SET TASK A: In the leadership notes, what kind of friction is always higher than moving friction?
SET TASK B: Rewrite the records with "cave entrance" replaced by "mine entrance" and everything else left the same.

DOCUMENT SECTION:
'''
The discipline of suboptimal

  • When a situation is genuinely bad, two common failure modes emerge: false positivity ("everything's fine!") or getting crushed by the chaos
  • Neither motivates the team or produces forward motion
  • The middle path: acknowledge the difficulty directly, then move forward
  • Saying "well, this is suboptimal" — in a deadpan voice — names the reality without catastrophising it
  • Mild, honest humour diffuses tension and restarts momentum
  • From physics: static friction is always higher than moving friction — getting the team moving at all is the critical act
  • The specific word doesn't matter; what matters is that your team knows what it signals

Labelling to align the room

  • The room is always smarter than any one person in it — including the leader
  • To use that collective intelligence, everyone must be working the same problem
  • Labelling means stating out loud: "I think this is X — let's run that play"
  • Expressing uncertainty in the label ("I think…") makes it psychologically safer for others to speak up
  • Labelling works at both team scale (aligning the group) and internal scale (naming your own emotional state — anxiety, fear, pre-event adrenaline)
'''
RECORDS PROVIDED:
'''
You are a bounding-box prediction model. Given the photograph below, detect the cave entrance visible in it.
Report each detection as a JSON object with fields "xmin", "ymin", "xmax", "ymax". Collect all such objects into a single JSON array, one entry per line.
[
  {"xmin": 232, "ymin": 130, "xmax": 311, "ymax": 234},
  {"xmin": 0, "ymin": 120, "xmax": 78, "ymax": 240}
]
'''
CORRECT OUTPUT A: Static friction.

CORRECT OUTPUT B:
You are a bounding-box prediction model. Given the photograph below, detect the mine entrance visible in it.
Report each detection as a JSON object with fields "xmin", "ymin", "xmax", "ymax". Collect all such objects into a single JSON array, one entry per line.
[
  {"xmin": 232, "ymin": 130, "xmax": 311, "ymax": 234},
  {"xmin": 0, "ymin": 120, "xmax": 78, "ymax": 240}
]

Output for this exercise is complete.